演習課題:
**1.** 天保暦の日食計算についての文章から、「(即ち初虧復円距弧。食甚用時」で始まり「求得四率為初虧復円用時距分」」で終わる部分を、一字も変えずに打ち直してください。
**2.** 天保暦の日食計算についての文章の最後の文に続けて、その先を書き継いでください。

前回までで、天保暦の日食の食甚算出が完了した。今回は、初虧(かけはじめ)・復円(かけおわり)の算出を行う。初虧・復円は、月と太陽の視距離(両心視相距)が「併径」 であるときなので、そうなる時刻を漸近的に求めていくことになる。
初虧復円用時
推初虧近時第十三
求初虧復円平距(即初虧復円距弧。因距食甚用時之度名距弧、故此名平距弧、以別之)「以食甚定真時両心視相距為勾、真時併径為弦、求得股為初虧復円平距(如無定真時両心視相距、則真時併径即初虧復円平距)」
(即ち初虧復円距弧。食甚用時を距つるの度を距弧と名づくるに因り、故に此を平距弧と名づけ、以ってこれを別く)食甚定真時両心視相距を以って勾と為し、真時併径、弦と為し、求めて得る股、初虧復円平距と為す(もし定真時両心視相距無ければ、則ち、真時併径即ち初虧復円平距)。
求初虧復円用時距分「以定真時視行為一率、定真時距分為二率、初虧復円平距為三率、求得四率為初虧復円用時距分」
定真時視行を以って一率と為し、定真時距分、二率と為し、初虧復円平距、三率と為し、求めて得る四率、初虧復円用時距分と為す。
求初虧用時「置食甚定真時、減初虧復円用時距分、得初虧用時」
食甚定真時を置き、初虧復円用時距分を減じ、初虧用時を得。
\[ \begin{align}
\text{初虧復円平距} &= \sqrt{(\text{真時併径})^2 - (\text{食甚定真時両心視相距})^2} \\
\text{初虧復円用時距分} &= {\text{定真時距分} \times \text{初虧復円平距} \over \text{定真時視行}} \\
\text{初虧用時} &= \text{食甚定真時} - \text{初虧復円用時距分}
\end{align} \]
「食甚定真時両心視相距」は、真の食甚時刻において、観測者から見たときの月と太陽の視距離である。食甚近辺の月は、ざっくりと言えば直線に近い動きをすると考えられ、そして、食甚定真時の月は太陽に最接近しているはずなので、そのときの月の位置は、太陽から月が動く直線に降ろした垂線の足であるはず。初虧・復円とは、月と太陽との視距離がちょうど併径となるとき。太陽と初虧・復円時の月との距離が視併径、太陽と食甚定真時の月との視距離が食甚定真時両心視相距。以上のことから、初虧・復円時の月と食甚定真時の月との視距離は、三平方の定理で、\(\sqrt{(\text{真時併径})^2 - (\text{食甚定真時両心視相距})^2}\) として求められる。
そして、食甚近時から食甚定真時の間に月が動く視距離が「定真時視行」であった。これを、食甚近時から食甚定真時の間の時間差「定真時距分」で割った \(\dfrac{\text{定真時視行}}{\text{定真時距分}}\) が、視月の角速度である。前回、定真時視行は、定真時距分と同符号となるよう定義しておいたから、食甚定真時が食甚近時の前か後かに関わらず、視月の角速度は正の値として求まる。
初虧・復円時の月と食甚定真時の月との視距離「初虧復円平距」を、この角速度で割ってやれば、初虧・復円と食甚定真時との時間差「初虧復円用時距分」を求めることが出来る。食甚定真時よりも、この時間差だけ前の時刻を「初虧用時」とする。

記録データ:
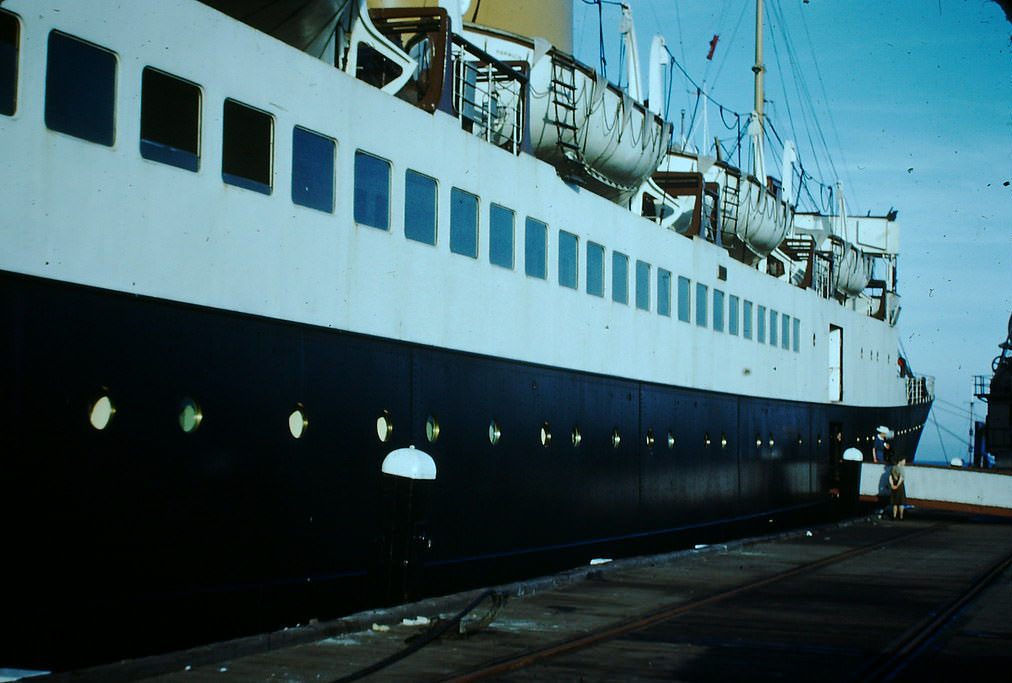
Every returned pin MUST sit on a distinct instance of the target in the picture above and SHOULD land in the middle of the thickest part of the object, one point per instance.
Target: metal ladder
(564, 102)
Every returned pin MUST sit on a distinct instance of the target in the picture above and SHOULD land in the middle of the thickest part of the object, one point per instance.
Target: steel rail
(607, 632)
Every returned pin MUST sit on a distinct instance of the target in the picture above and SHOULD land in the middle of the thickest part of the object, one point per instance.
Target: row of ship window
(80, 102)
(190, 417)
--
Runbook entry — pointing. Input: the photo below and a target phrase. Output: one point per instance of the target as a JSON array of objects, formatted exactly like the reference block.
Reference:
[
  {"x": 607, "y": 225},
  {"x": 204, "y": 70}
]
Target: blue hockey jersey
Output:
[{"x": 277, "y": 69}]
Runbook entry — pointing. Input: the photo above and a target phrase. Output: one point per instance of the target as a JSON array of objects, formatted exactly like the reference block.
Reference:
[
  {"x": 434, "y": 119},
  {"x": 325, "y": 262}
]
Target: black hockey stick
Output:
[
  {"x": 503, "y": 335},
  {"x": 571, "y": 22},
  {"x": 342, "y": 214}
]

各課題の解答:
**1.**
(即ち初虧復円距弧。食甚用時を距つるの度を距弧と名づくるに因り、故に此を平距弧と名づけ、以ってこれを別く)食甚定真時両心視相距を以って勾と為し、真時併径、弦と為し、求めて得る股、初虧復円平距と為す(もし定真時両心視相距無ければ、則ち、真時併径即ち初虧復円平距)。
求初虧復円用時距分「以定真時視行為一率、定真時距分為二率、初虧復円平距為三率、求得四率為初虧復円用時距分」

**2.**
「初虧用時」は、食甚近辺の視月が直線運動しているとしたざっくり近似によるものなので、真の初虧時刻は、この後、漸近的に求めていくこととなる。
初虧用時の位置計算
求初虧用時太陽距午赤道度「……(略)……」
求初虧用時赤道東西差「……(略)……」
求初虧用時赤道南北差「……(略)……」
求初虧用時東西汎差「……(略)……」
求初虧用時東西二差「……(略)……」
求初虧用時東西加減差「……(略)……」
求初虧用時東西差「……(略)……」
求初虧用時南北一差「……(略)……」
求初虧用時南北二差「……(略)……」
求初虧用時南北加減差「……(略)……」
求初虧用時南北差「……(略)……」
求初虧用時実距弧之正弦「……(略)……」
求初虧用時視距弧之正弦「……(略)……」
求初虧用時視緯之正弦「……(略)……」
求初虧用時視距弧両心視相距交角「……(略)……」
求初虧用時両心視相距之正弦「……(略)……」
求初虧用時月距人二差「……(略)……」
求初虧用時減差「……(略)……」
求初虧用時両心実相距余弦較「……(略)……」
求初虧用時月距人線「……(略)……」
求初虧用時両心視相距「……(略)……」
求初虧用時太陰視半径「……(略)……」
求初虧用時併径「……(略)……」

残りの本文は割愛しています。